• [QUOTED TEXT]:
------------------------------------
So if you are willing to think of moral behaviour as that which promotes the best solution for the community, rather than the individual, with a bit of hand-waving as to what the limits of 'community' are, then I think you have a basis for the motivation moral action in identification with others rather than with an isolated 'self'. I have an old essay about it if you want to pursue this line.
SophistiCat February 23, 2018 at 21:07 #155957
Quoting ?????????????
What does this mean though? What is right is what has to be done? Is it about rules?


It is about what ought to be done (or avoided). I doubt that "ought" can be adequately reduced to something that is more basic.

Quoting unenlightened
So if you are willing to think of moral behaviour as that which promotes the best solution for the community


But that is not what moral behavior is in reality.
------------------------------------
• [DATA FOR PROCESSING]:
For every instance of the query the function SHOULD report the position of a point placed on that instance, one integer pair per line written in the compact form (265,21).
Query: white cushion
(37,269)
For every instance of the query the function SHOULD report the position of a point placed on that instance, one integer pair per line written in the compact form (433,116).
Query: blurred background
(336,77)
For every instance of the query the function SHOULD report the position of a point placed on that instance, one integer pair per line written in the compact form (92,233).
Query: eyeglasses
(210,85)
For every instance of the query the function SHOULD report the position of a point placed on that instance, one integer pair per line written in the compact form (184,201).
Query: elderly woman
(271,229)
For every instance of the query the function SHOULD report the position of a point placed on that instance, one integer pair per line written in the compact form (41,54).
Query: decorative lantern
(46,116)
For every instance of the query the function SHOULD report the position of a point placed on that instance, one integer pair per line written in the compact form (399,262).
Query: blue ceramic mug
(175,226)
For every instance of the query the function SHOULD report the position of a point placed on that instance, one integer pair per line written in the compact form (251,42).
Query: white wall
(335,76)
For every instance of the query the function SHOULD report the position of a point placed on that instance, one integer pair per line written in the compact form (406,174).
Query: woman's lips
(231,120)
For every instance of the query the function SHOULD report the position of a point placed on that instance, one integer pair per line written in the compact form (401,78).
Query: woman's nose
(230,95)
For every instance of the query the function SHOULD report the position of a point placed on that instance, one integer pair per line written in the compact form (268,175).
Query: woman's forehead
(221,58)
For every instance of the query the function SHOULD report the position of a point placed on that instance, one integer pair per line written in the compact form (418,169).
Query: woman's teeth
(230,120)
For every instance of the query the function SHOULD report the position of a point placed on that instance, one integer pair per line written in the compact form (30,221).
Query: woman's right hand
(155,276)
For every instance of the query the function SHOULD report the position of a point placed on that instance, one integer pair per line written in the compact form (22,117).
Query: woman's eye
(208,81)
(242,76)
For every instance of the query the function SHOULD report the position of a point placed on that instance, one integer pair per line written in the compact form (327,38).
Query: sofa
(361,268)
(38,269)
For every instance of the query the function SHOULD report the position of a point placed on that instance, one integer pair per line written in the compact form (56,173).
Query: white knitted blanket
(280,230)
------------------------------------
• [REQUIRED WORK]:
1. Based on the forum exchange on moral behavior, answer yes or no to each statement and quote the words of the text that decide it: (a) SophistiCat doubts that "ought" can be reduced to something more basic. (b) The opening paragraph offers an old essay on the subject. (c) SophistiCat agrees that moral behavior is what promotes the best solution for the community.
2. Rewrite the listing from the line containing "compact form (30,221)." through the end of the listing, requests included, and multiply every coordinate in the answers by 0.95, rounding to whole numbers with halves rounded up.

• [RESPONSE LIST]:
1.
(a) Yes: "I doubt that "ought" can be adequately reduced to something that is more basic."
(b) Yes: "I have an old essay about it if you want to pursue this line."
(c) No: "But that is not what moral behavior is in reality."

2.
For every instance of the query the function SHOULD report the position of a point placed on that instance, one integer pair per line written in the compact form (30,221).
Query: woman's right hand
(147,262)
For every instance of the query the function SHOULD report the position of a point placed on that instance, one integer pair per line written in the compact form (22,117).
Query: woman's eye
(198,77)
(230,72)
For every instance of the query the function SHOULD report the position of a point placed on that instance, one integer pair per line written in the compact form (327,38).
Query: sofa
(343,255)
(36,256)
For every instance of the query the function SHOULD report the position of a point placed on that instance, one integer pair per line written in the compact form (56,173).
Query: white knitted blanket
(266,219)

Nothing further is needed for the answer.